◆ **Task brief**: Update the lines below by changing every "formatted like this" to "in this format" and leaving everything else as it is. Omit the pictures from your answer.

◆ **Records provided**:
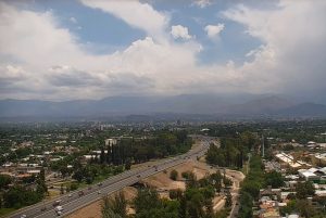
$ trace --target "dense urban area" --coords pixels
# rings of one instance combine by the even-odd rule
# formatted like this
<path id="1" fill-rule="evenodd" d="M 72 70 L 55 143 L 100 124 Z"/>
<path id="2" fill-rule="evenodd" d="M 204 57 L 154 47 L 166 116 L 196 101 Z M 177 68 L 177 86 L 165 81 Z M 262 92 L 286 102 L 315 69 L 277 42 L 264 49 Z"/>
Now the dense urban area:
<path id="1" fill-rule="evenodd" d="M 2 124 L 0 216 L 51 200 L 57 200 L 51 209 L 61 216 L 60 196 L 82 197 L 92 185 L 184 154 L 206 137 L 214 140 L 205 141 L 205 155 L 193 162 L 209 166 L 209 172 L 198 177 L 177 167 L 164 169 L 166 179 L 185 185 L 165 190 L 139 178 L 131 198 L 122 191 L 104 195 L 99 190 L 101 216 L 322 218 L 326 216 L 325 132 L 324 120 Z M 158 171 L 155 164 L 148 167 Z"/>

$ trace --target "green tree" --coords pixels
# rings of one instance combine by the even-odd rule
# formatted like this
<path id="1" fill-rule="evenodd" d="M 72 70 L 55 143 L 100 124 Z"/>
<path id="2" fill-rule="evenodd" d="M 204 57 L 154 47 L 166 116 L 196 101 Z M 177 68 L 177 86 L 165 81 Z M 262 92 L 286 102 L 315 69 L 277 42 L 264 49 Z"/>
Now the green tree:
<path id="1" fill-rule="evenodd" d="M 0 175 L 0 190 L 7 189 L 12 182 L 12 179 L 8 175 Z"/>
<path id="2" fill-rule="evenodd" d="M 272 188 L 277 189 L 284 185 L 284 178 L 280 172 L 275 170 L 265 174 L 265 185 L 272 185 Z"/>
<path id="3" fill-rule="evenodd" d="M 101 211 L 103 218 L 126 218 L 127 201 L 123 192 L 115 194 L 113 200 L 103 197 Z"/>
<path id="4" fill-rule="evenodd" d="M 177 177 L 178 177 L 177 170 L 173 169 L 173 170 L 170 172 L 170 179 L 172 179 L 172 180 L 175 181 L 175 180 L 177 179 Z"/>

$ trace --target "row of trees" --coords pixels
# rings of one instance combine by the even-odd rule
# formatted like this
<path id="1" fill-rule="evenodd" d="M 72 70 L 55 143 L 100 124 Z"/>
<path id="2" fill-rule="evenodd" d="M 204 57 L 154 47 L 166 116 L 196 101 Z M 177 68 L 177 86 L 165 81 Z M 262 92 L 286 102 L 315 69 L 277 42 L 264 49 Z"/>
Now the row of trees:
<path id="1" fill-rule="evenodd" d="M 220 172 L 197 180 L 192 172 L 183 172 L 187 178 L 186 191 L 172 190 L 170 198 L 160 198 L 155 190 L 141 189 L 131 202 L 136 214 L 135 218 L 225 218 L 228 213 L 223 210 L 218 214 L 213 211 L 212 200 L 221 187 L 231 185 Z M 223 184 L 226 181 L 226 184 Z M 231 206 L 231 196 L 226 193 L 226 207 Z M 127 201 L 122 193 L 114 198 L 105 197 L 102 204 L 103 218 L 127 218 Z"/>
<path id="2" fill-rule="evenodd" d="M 41 201 L 48 193 L 43 169 L 33 183 L 9 185 L 12 182 L 10 177 L 0 176 L 0 208 L 20 208 L 32 205 Z"/>
<path id="3" fill-rule="evenodd" d="M 243 132 L 236 138 L 221 138 L 221 146 L 211 145 L 206 161 L 211 165 L 242 168 L 247 153 L 258 144 L 258 139 L 251 132 Z"/>

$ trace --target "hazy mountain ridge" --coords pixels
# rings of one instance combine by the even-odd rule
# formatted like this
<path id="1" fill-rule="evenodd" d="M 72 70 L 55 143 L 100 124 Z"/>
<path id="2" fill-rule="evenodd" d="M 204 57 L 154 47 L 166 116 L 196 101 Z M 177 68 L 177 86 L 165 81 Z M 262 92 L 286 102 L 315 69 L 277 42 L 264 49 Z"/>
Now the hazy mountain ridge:
<path id="1" fill-rule="evenodd" d="M 246 101 L 247 100 L 247 101 Z M 0 100 L 0 117 L 105 117 L 127 115 L 197 114 L 222 116 L 326 117 L 326 105 L 286 98 L 221 97 L 183 94 L 175 97 L 110 97 L 102 100 L 65 102 Z"/>

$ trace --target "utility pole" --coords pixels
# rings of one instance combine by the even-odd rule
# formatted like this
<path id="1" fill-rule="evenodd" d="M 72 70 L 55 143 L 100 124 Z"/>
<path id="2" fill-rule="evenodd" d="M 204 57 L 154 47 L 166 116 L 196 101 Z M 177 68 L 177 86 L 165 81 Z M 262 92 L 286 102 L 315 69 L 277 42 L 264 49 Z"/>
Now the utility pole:
<path id="1" fill-rule="evenodd" d="M 264 140 L 264 134 L 262 134 L 262 144 L 263 144 L 263 151 L 262 151 L 262 157 L 265 157 L 265 140 Z"/>

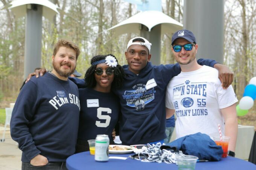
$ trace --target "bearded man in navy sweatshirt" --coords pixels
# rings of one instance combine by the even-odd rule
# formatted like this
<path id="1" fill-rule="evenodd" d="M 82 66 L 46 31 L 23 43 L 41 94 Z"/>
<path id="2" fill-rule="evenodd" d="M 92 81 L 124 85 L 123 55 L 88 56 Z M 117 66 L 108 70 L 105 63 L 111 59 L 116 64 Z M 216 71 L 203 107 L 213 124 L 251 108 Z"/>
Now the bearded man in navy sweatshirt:
<path id="1" fill-rule="evenodd" d="M 66 159 L 75 152 L 80 110 L 77 86 L 68 77 L 80 52 L 72 41 L 59 40 L 52 71 L 32 77 L 18 96 L 11 134 L 22 151 L 23 170 L 67 169 Z"/>

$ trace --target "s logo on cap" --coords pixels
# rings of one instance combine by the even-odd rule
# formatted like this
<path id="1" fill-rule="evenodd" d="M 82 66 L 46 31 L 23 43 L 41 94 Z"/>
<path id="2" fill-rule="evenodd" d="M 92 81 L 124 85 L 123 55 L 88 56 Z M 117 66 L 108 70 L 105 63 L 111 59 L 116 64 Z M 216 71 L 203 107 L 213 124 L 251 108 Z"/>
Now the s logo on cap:
<path id="1" fill-rule="evenodd" d="M 180 31 L 178 32 L 178 36 L 183 36 L 183 35 L 184 35 L 184 31 Z"/>

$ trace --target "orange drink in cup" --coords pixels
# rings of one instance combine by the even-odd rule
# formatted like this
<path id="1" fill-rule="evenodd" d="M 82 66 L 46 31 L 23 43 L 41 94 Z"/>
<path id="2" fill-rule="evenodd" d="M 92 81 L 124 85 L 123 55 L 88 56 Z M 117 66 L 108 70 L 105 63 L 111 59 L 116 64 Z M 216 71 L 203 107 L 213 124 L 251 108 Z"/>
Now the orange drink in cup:
<path id="1" fill-rule="evenodd" d="M 217 145 L 221 146 L 223 150 L 222 158 L 226 158 L 227 156 L 227 150 L 229 147 L 229 141 L 230 137 L 227 136 L 222 136 L 221 138 L 219 136 L 213 137 L 213 140 Z"/>
<path id="2" fill-rule="evenodd" d="M 89 144 L 89 148 L 90 149 L 90 153 L 91 155 L 94 155 L 95 154 L 95 139 L 88 140 Z"/>

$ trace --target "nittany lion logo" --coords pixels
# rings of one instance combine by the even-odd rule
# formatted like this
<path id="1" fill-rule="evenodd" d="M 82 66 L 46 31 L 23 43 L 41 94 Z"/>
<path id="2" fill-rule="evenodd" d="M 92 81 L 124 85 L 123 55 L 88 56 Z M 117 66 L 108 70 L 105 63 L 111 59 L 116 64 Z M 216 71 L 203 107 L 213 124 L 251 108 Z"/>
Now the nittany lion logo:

◆ **Correct answer**:
$ trace --target "dense urban area" --coords pixels
# rings of one instance combine by the even-odd rule
# in this format
<path id="1" fill-rule="evenodd" d="M 72 70 L 55 143 L 100 124 Z"/>
<path id="2" fill-rule="evenodd" d="M 204 57 L 154 47 L 166 116 L 196 101 Z M 177 68 L 177 86 L 165 81 Z M 262 92 L 286 102 L 315 69 L 277 42 L 264 49 Z"/>
Now the dense urban area:
<path id="1" fill-rule="evenodd" d="M 2 124 L 0 216 L 51 200 L 57 200 L 51 209 L 61 216 L 60 196 L 82 197 L 92 185 L 184 154 L 206 137 L 214 140 L 205 141 L 205 155 L 193 162 L 209 166 L 209 172 L 198 177 L 177 167 L 164 169 L 166 179 L 185 185 L 165 190 L 139 178 L 131 198 L 122 191 L 104 195 L 99 190 L 101 216 L 322 218 L 326 216 L 325 132 L 324 120 Z M 158 171 L 155 164 L 148 167 Z"/>

$ trace --target "green tree" --coords pixels
# rings of one instance combine by the even-odd rule
# in this format
<path id="1" fill-rule="evenodd" d="M 72 70 L 55 143 L 100 124 Z"/>
<path id="2" fill-rule="evenodd" d="M 204 57 L 154 47 L 166 116 L 196 101 Z M 177 68 L 177 86 L 165 81 Z M 262 92 L 286 102 L 315 69 L 277 42 L 264 49 Z"/>
Now the green tree:
<path id="1" fill-rule="evenodd" d="M 0 175 L 0 190 L 7 189 L 12 182 L 12 179 L 8 175 Z"/>
<path id="2" fill-rule="evenodd" d="M 272 188 L 277 189 L 284 185 L 284 178 L 280 172 L 275 170 L 265 174 L 265 185 L 272 185 Z"/>
<path id="3" fill-rule="evenodd" d="M 101 211 L 103 218 L 126 218 L 127 201 L 123 192 L 115 194 L 113 200 L 103 197 Z"/>
<path id="4" fill-rule="evenodd" d="M 177 177 L 178 177 L 177 170 L 173 169 L 173 170 L 170 172 L 170 179 L 172 179 L 172 180 L 175 181 L 175 180 L 177 179 Z"/>

$ trace --target "row of trees" --coords pixels
# rings of one instance combine by the even-odd rule
# in this format
<path id="1" fill-rule="evenodd" d="M 72 70 L 55 143 L 100 124 Z"/>
<path id="2" fill-rule="evenodd" d="M 204 57 L 154 47 L 166 116 L 196 101 Z M 177 68 L 177 86 L 165 81 Z M 262 92 L 286 102 L 315 69 L 277 42 L 264 49 Z"/>
Now the row of trees:
<path id="1" fill-rule="evenodd" d="M 220 172 L 197 180 L 192 172 L 183 172 L 187 178 L 186 191 L 172 190 L 170 198 L 160 198 L 155 190 L 141 189 L 131 202 L 136 214 L 135 218 L 225 218 L 228 213 L 223 210 L 218 214 L 213 211 L 212 200 L 221 187 L 231 185 Z M 223 184 L 226 181 L 226 184 Z M 231 206 L 231 196 L 226 193 L 226 207 Z M 127 201 L 122 193 L 114 198 L 105 197 L 102 204 L 103 218 L 127 218 Z"/>
<path id="2" fill-rule="evenodd" d="M 41 201 L 48 193 L 43 169 L 33 183 L 9 185 L 12 182 L 10 177 L 0 176 L 0 208 L 20 208 L 32 205 Z"/>
<path id="3" fill-rule="evenodd" d="M 243 132 L 236 138 L 221 138 L 221 146 L 211 145 L 206 161 L 211 165 L 242 168 L 247 153 L 258 144 L 258 139 L 251 132 Z"/>

$ trace --target "hazy mountain ridge" --coords pixels
# rings of one instance combine by the even-odd rule
# in this format
<path id="1" fill-rule="evenodd" d="M 72 70 L 55 143 L 100 124 Z"/>
<path id="2" fill-rule="evenodd" d="M 204 57 L 154 47 L 166 116 L 196 101 Z M 177 68 L 177 86 L 165 81 Z M 262 92 L 286 102 L 315 69 L 277 42 L 264 49 Z"/>
Now the hazy mountain ridge:
<path id="1" fill-rule="evenodd" d="M 246 101 L 247 100 L 247 101 Z M 0 100 L 0 117 L 105 117 L 127 115 L 197 114 L 222 116 L 326 117 L 326 105 L 286 98 L 221 97 L 183 94 L 175 97 L 110 97 L 102 100 L 65 102 Z"/>

$ trace --target "utility pole" --coords pixels
# rings of one instance combine by the even-odd rule
# in this format
<path id="1" fill-rule="evenodd" d="M 72 70 L 55 143 L 100 124 Z"/>
<path id="2" fill-rule="evenodd" d="M 204 57 L 154 47 L 166 116 L 196 101 Z M 177 68 L 177 86 L 165 81 Z M 262 92 L 286 102 L 315 69 L 277 42 L 264 49 Z"/>
Now the utility pole:
<path id="1" fill-rule="evenodd" d="M 264 140 L 264 134 L 262 134 L 262 144 L 263 144 L 263 151 L 262 151 L 262 157 L 265 157 L 265 140 Z"/>

$ trace --target "bearded man in navy sweatshirt" --coords pixels
# rings of one instance combine by the even-odd rule
# in this format
<path id="1" fill-rule="evenodd" d="M 82 66 L 46 31 L 23 43 L 41 94 Z"/>
<path id="2" fill-rule="evenodd" d="M 92 81 L 124 85 L 123 55 L 88 56 Z M 117 66 L 108 70 L 105 63 L 111 59 L 116 64 Z M 216 71 L 203 107 L 213 124 L 251 108 Z"/>
Now the bearded man in navy sweatshirt:
<path id="1" fill-rule="evenodd" d="M 66 159 L 75 152 L 80 110 L 77 86 L 68 77 L 80 52 L 72 41 L 59 40 L 52 71 L 32 77 L 18 96 L 11 134 L 22 151 L 23 170 L 67 169 Z"/>

$ trace --target "s logo on cap" --coords pixels
# rings of one instance combine by the even-odd rule
# in this format
<path id="1" fill-rule="evenodd" d="M 82 66 L 46 31 L 23 43 L 41 94 Z"/>
<path id="2" fill-rule="evenodd" d="M 92 81 L 124 85 L 123 55 L 88 56 Z M 117 66 L 108 70 L 105 63 L 111 59 L 116 64 Z M 216 71 L 203 107 L 213 124 L 251 108 Z"/>
Now the s logo on cap:
<path id="1" fill-rule="evenodd" d="M 180 31 L 178 32 L 178 36 L 183 36 L 183 35 L 184 35 L 184 31 Z"/>

$ trace --target "orange drink in cup" --coords pixels
# rings of one instance combine by the even-odd rule
# in this format
<path id="1" fill-rule="evenodd" d="M 82 66 L 46 31 L 23 43 L 41 94 Z"/>
<path id="2" fill-rule="evenodd" d="M 92 81 L 124 85 L 123 55 L 88 56 Z M 117 66 L 108 70 L 105 63 L 111 59 L 116 64 Z M 216 71 L 203 107 L 213 124 L 251 108 Z"/>
Now the orange drink in cup:
<path id="1" fill-rule="evenodd" d="M 217 145 L 221 146 L 223 150 L 222 158 L 226 158 L 227 156 L 227 150 L 229 147 L 229 141 L 230 137 L 227 136 L 222 136 L 221 138 L 219 136 L 213 137 L 213 140 Z"/>
<path id="2" fill-rule="evenodd" d="M 89 144 L 89 148 L 90 149 L 90 153 L 91 155 L 94 155 L 95 154 L 95 139 L 88 140 Z"/>

$ trace --target "nittany lion logo" --coords pixels
# rings of one instance combine by the even-odd rule
# in this format
<path id="1" fill-rule="evenodd" d="M 82 66 L 46 31 L 23 43 L 41 94 Z"/>
<path id="2" fill-rule="evenodd" d="M 92 81 L 124 85 L 123 55 L 88 56 Z M 117 66 L 108 70 L 105 63 L 111 59 L 116 64 Z M 216 71 L 203 107 L 213 124 L 251 108 Z"/>
Now the nittany lion logo:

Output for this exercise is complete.